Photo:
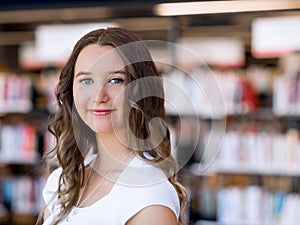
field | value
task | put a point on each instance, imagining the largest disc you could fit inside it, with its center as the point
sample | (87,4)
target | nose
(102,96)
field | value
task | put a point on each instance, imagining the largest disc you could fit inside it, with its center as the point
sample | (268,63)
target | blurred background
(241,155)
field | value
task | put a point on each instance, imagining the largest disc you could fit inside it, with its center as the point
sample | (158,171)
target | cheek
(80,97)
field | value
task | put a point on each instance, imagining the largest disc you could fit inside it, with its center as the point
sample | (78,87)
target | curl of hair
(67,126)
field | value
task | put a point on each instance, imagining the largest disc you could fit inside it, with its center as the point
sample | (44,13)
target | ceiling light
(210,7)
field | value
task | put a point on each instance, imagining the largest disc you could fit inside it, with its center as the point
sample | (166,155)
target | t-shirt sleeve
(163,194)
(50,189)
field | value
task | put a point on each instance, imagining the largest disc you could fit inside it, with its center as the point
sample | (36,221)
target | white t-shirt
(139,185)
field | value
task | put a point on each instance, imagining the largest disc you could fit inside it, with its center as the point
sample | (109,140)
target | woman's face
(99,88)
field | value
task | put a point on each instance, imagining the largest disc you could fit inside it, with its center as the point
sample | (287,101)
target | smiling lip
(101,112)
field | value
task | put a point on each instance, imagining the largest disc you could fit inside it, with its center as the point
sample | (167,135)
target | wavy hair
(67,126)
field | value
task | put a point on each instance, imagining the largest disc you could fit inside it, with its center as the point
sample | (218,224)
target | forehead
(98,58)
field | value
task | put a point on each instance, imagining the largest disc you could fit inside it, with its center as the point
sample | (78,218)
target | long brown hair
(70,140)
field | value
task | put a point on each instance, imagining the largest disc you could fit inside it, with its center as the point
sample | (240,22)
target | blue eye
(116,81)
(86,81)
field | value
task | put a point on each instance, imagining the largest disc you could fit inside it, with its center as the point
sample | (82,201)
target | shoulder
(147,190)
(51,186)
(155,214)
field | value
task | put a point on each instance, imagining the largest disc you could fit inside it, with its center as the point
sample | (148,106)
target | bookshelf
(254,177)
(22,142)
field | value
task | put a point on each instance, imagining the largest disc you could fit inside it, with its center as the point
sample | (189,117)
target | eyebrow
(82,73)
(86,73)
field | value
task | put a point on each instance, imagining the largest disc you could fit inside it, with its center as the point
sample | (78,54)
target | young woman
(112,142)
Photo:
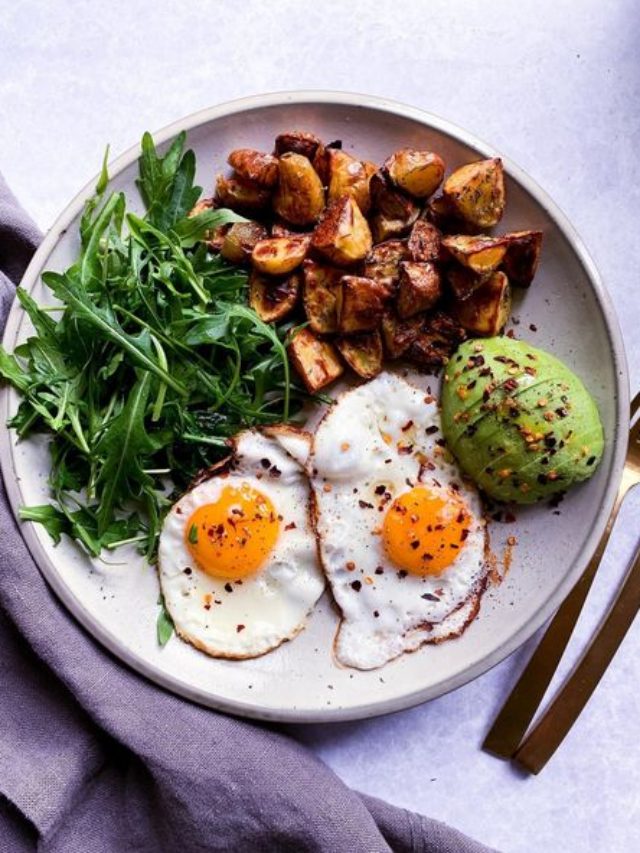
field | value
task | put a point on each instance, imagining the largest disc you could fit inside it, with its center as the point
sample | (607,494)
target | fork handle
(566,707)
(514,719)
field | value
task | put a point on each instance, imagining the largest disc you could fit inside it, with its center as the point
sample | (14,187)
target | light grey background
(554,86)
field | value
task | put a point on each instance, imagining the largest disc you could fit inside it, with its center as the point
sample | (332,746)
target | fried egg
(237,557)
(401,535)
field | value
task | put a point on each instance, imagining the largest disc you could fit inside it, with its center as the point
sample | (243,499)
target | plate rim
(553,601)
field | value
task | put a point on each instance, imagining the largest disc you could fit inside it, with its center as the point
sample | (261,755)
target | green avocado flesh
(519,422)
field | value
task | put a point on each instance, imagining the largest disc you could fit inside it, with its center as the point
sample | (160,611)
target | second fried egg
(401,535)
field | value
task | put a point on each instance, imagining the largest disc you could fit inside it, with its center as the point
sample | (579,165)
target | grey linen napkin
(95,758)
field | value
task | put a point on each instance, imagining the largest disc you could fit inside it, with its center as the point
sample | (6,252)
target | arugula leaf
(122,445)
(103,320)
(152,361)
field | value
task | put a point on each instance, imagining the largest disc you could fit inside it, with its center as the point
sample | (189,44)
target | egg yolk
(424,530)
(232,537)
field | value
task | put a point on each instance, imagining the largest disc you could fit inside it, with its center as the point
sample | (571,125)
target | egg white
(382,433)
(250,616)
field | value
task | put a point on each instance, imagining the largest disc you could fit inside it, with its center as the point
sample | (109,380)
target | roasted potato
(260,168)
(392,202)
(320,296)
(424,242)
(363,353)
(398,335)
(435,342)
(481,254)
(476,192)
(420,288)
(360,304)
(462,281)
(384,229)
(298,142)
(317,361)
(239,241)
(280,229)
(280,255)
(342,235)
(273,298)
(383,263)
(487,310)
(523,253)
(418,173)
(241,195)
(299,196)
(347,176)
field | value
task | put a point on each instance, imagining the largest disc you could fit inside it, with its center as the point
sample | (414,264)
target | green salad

■ ■ ■ ■

» **Given problem**:
List every line of the listing that contains the string "hair", matching case exactly.

» **Task solution**:
target | curl of hair
target | wavy hair
target | long brown hair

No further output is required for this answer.